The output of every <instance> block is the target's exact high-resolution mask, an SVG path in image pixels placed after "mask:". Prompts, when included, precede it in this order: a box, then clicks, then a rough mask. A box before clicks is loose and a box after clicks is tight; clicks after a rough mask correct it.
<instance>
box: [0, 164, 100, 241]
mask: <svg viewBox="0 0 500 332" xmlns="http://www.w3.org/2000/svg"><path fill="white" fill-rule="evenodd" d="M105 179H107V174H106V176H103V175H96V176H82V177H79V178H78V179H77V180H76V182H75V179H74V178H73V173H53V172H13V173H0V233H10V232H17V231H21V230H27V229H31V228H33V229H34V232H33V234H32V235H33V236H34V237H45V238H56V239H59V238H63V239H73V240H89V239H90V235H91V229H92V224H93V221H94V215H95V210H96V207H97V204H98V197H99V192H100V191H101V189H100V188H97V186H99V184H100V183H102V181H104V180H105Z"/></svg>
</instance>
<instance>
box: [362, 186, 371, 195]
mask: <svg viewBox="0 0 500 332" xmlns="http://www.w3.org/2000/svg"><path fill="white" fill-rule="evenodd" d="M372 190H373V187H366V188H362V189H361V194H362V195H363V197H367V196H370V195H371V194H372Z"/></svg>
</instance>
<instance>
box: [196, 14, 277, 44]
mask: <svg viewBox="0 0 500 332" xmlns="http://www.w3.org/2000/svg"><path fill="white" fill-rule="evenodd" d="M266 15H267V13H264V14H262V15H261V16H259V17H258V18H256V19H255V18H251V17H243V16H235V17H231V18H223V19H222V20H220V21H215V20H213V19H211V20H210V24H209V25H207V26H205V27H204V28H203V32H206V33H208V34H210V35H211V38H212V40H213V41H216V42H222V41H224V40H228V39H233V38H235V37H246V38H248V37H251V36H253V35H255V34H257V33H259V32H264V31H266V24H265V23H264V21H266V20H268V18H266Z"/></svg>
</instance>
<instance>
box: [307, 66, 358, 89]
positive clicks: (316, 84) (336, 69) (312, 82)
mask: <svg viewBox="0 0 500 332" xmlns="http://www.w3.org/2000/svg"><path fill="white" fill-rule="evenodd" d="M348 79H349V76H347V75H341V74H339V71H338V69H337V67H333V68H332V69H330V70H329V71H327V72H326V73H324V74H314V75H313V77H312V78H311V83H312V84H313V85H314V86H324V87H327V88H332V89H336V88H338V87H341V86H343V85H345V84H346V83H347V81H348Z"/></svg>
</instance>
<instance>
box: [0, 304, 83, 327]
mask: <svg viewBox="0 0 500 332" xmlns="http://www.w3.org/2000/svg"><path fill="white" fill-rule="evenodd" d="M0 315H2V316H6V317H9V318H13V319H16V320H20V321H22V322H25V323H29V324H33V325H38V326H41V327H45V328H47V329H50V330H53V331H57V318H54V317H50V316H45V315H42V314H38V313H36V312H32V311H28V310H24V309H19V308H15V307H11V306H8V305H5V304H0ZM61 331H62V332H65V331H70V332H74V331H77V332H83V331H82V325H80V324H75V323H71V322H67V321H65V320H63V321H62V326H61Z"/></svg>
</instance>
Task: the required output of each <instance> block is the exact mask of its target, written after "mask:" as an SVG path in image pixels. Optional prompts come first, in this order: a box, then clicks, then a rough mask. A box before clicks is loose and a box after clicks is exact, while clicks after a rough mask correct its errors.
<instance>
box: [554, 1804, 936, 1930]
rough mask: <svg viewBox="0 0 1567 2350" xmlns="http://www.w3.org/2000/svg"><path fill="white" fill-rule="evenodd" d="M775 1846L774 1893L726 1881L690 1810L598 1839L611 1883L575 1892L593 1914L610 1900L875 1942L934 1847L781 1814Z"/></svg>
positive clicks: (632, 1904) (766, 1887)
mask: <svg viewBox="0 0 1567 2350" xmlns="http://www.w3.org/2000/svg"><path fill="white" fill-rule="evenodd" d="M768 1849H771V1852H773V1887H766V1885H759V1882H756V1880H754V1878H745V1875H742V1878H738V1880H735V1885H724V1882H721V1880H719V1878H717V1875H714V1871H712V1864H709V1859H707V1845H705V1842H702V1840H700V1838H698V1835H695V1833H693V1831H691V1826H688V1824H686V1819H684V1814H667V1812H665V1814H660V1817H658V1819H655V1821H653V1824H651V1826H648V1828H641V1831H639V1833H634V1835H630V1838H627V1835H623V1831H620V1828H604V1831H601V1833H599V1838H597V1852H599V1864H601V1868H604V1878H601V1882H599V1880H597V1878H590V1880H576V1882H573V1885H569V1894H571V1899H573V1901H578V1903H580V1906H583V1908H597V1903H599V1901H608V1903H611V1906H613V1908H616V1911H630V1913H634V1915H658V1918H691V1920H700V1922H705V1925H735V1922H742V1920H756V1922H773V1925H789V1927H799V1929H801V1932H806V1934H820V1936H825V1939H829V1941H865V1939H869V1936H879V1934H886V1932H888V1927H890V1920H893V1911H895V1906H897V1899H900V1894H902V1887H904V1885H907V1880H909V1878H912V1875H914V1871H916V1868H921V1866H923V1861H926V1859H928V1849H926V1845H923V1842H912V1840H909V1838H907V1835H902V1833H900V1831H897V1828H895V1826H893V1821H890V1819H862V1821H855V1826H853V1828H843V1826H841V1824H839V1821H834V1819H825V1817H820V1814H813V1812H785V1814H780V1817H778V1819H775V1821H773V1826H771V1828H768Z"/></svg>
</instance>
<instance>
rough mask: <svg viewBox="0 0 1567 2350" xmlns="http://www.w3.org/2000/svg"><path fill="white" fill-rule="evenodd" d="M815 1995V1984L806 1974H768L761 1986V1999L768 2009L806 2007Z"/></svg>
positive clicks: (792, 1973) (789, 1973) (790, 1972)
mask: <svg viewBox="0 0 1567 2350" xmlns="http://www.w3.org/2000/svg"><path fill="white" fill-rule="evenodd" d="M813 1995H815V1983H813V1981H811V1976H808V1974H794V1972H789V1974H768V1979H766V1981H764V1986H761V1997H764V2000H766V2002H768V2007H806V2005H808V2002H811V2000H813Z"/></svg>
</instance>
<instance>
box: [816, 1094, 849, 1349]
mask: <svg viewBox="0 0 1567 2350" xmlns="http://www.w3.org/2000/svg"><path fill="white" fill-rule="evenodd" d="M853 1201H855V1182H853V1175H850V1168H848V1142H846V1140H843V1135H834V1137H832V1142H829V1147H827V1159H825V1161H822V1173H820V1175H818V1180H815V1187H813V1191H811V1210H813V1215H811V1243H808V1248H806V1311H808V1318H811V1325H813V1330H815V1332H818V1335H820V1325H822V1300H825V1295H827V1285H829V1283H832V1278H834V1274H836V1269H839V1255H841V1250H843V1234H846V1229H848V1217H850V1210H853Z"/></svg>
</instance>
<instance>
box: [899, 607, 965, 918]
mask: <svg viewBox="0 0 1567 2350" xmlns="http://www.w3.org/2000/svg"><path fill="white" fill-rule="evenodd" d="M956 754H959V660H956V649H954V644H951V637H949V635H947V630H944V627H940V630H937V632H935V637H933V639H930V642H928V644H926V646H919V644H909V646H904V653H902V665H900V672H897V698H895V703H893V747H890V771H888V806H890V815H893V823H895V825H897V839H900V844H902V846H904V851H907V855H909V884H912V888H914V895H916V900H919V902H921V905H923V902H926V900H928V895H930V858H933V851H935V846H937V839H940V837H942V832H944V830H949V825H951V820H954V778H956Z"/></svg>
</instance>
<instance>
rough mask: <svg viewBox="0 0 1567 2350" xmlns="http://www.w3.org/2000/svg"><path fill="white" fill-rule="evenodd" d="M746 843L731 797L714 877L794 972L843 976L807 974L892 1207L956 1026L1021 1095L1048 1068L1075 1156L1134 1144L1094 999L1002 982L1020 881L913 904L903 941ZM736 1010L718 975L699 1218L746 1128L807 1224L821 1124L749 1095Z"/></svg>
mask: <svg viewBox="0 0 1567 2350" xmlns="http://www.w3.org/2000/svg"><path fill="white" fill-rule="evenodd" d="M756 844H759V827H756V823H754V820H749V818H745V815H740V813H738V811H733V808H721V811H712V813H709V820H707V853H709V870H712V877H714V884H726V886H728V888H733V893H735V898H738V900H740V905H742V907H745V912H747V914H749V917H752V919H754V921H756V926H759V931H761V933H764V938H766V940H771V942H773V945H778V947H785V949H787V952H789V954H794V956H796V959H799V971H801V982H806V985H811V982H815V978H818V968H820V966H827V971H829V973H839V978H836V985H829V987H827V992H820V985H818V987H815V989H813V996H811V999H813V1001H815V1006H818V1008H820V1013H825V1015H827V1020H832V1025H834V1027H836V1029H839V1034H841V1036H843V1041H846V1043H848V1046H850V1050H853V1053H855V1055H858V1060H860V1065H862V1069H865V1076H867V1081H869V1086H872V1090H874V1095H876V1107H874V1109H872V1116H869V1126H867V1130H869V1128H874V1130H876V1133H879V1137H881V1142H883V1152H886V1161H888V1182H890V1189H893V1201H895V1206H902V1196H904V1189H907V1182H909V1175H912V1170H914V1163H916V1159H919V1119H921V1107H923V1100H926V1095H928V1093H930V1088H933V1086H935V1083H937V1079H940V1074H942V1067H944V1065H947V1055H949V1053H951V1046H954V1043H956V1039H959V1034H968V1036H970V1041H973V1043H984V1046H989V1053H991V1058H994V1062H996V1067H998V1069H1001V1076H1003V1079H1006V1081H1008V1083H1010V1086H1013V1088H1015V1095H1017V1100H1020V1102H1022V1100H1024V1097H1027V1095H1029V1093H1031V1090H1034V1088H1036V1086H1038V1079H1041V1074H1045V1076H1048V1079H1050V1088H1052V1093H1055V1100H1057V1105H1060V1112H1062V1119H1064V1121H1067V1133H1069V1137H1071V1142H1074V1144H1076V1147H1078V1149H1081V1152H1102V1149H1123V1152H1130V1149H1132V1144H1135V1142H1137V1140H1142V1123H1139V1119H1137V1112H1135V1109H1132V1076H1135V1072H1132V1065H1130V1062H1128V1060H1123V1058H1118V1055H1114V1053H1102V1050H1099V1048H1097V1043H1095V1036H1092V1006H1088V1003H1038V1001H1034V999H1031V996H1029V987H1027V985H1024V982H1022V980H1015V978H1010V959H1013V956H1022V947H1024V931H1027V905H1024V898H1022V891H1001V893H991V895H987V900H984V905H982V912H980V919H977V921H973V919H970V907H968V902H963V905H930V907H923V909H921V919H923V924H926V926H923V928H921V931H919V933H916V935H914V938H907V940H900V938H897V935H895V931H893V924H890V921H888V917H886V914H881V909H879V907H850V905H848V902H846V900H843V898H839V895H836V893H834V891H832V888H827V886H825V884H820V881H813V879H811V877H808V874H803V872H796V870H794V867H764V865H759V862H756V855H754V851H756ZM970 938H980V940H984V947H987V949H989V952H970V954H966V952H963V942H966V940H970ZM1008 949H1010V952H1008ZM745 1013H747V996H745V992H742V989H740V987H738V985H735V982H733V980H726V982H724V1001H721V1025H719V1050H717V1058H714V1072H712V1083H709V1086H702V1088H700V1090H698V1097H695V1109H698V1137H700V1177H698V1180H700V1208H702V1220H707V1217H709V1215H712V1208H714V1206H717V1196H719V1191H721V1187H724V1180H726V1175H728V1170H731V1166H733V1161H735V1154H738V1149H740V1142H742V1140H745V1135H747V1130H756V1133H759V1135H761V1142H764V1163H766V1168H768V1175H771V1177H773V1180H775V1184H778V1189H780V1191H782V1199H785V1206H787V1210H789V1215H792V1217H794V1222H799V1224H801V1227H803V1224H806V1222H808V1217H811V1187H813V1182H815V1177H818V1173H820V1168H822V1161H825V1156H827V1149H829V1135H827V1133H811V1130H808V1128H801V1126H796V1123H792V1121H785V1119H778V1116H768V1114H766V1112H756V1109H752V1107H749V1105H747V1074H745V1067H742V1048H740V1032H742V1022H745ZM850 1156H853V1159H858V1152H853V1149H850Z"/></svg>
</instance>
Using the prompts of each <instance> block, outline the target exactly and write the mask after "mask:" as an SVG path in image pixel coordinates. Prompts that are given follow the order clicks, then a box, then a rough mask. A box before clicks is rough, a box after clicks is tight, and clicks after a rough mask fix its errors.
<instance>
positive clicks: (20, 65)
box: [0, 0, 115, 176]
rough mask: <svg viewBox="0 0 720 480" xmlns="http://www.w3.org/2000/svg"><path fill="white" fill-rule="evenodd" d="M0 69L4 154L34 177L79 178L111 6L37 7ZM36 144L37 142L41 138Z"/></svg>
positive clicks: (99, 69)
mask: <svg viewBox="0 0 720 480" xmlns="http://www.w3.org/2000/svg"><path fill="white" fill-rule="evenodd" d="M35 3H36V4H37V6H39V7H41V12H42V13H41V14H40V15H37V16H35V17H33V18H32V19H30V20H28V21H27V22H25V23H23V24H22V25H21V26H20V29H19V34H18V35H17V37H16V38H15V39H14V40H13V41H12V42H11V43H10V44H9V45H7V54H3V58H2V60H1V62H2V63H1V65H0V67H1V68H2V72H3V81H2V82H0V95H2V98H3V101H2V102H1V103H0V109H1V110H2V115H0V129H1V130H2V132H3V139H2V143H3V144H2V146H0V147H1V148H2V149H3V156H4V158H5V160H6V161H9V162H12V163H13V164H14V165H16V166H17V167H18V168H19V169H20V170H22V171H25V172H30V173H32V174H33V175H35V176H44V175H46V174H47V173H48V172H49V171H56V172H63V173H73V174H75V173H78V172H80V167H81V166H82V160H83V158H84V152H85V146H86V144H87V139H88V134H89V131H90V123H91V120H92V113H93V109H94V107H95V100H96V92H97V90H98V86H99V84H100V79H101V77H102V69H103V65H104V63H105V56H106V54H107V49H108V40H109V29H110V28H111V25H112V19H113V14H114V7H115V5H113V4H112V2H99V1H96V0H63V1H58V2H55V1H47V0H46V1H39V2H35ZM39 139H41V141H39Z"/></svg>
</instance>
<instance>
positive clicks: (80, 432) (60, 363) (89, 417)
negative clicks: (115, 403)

**WORK REQUIRED:**
Your answer must consist of every line from the listing that holds the string "image".

**RESULT FOR THIS EXERCISE:**
The output of every <instance> block is the target's exact high-resolution mask, an SVG path in image pixels placed after "mask:". Prompts, when included, precede it in this order: a box, then clicks, then a rough mask. A box before clicks is loose and a box after clicks is tight; clicks after a rough mask correct it.
Task: the required output of each <instance> block is the exact mask of its target, written after "mask:" as an SVG path in image pixels. Optional prompts come first, in this order: a box, then clicks, then a rough mask. A box before clicks is loose and a box after clicks is exact, while clicks after a rough mask correct its errors.
Using the prompts of each <instance> block, outline the target exactly and write the mask after "mask:" as an SVG path in image pixel coordinates. Prompts that are given follow the order clicks, then a box, then a rough mask. A box before clicks is rough, a box after clicks is tight, and clicks after a rough mask fix its errors.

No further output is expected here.